SOLVED/ beginner level question/ how to interpret Weka generalized sequential patterns output?

Hi!

My example data (product purchase sequence):

 

  I II III IV
customer1 a a b e d
customer2 a b e a d
customer3 b e a a d
customer4 c a b a a
customer5 c d c a a

 

And Weka GSP output:

 

GeneralizedSequentialPatterns
=============================
 
Number of cycles performed: 3
Total number of frequent sequences: 9
 
Frequent Sequences Details (filtered):
 
- 1-sequences
 
[1] <{a}> (2)
[2] <{b}> (2)
[3] <{a}> (3)
[4] <{d}> (2)
 
- 2-sequences
 
[1] <{a}{a}> (2)
[2] <{a,b}> (2)
[3] <{b}{a}> (2)
[4] <{a,d}> (2)
 
- 3-sequences
 
[1] <{a,b}{a}> (2)
 
Question:
 
Does "{a,b}{a}> (2)" mean that sequence {a,b}{a} appears two times in data?
- if so, why is sequence {a,a}  not shown? It appers four times in data.
 
Thank you!
 
Markus
 
 
 

 

Hello Markus,

I'm not completely sure about this, as i never used the gsp from weka.

But to answer your question, {a,a} is shown in the result. The result is grouped by the size of the pattern. {a,a} has size 2, so it appears in the section: 2-sequence;). And gps only found one frequent  3-sequence namely <{a,b}{a}>.

Another question is, is the input table complete and correct? usually {a, b} is used for an item set in your case  one order. But if I look at your example every order contains only one item... So actually the result you got does not fit the table.

I hope i could help ;)

Greets, Sebastian

 

 

 

 

 

Thank you. I did not undestand the item/ item set distiction. This clarified the output. 

Markus

Requests:
A: Repeat everything from "- 3-sequences" down to "times in data." in the Weka GSP thread above.
B: List every 2-sequence shown in the GSP output in the Weka GSP thread, with the count given in parentheses for each.

Source data:
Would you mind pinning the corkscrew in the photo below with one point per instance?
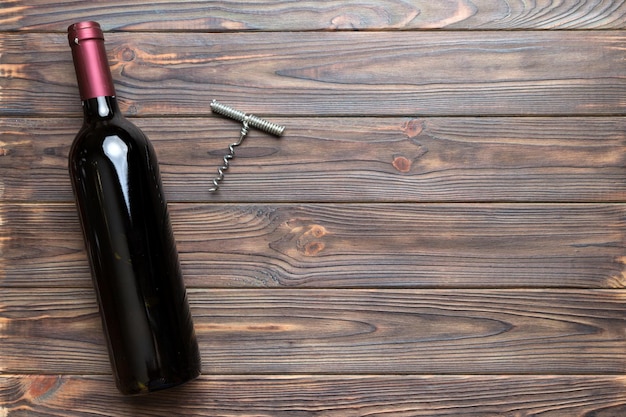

The answers:
A:
- 3-sequences
 
[1] <{a,b}{a}> (2)
 
Question:
 
Does "{a,b}{a}> (2)" mean that sequence {a,b}{a} appears two times in data?
- if so, why is sequence {a,a}  not shown? It appers four times in data.

B:
<{a}{a}> (2)
<{a,b}> (2)
<{b}{a}> (2)
<{a,d}> (2)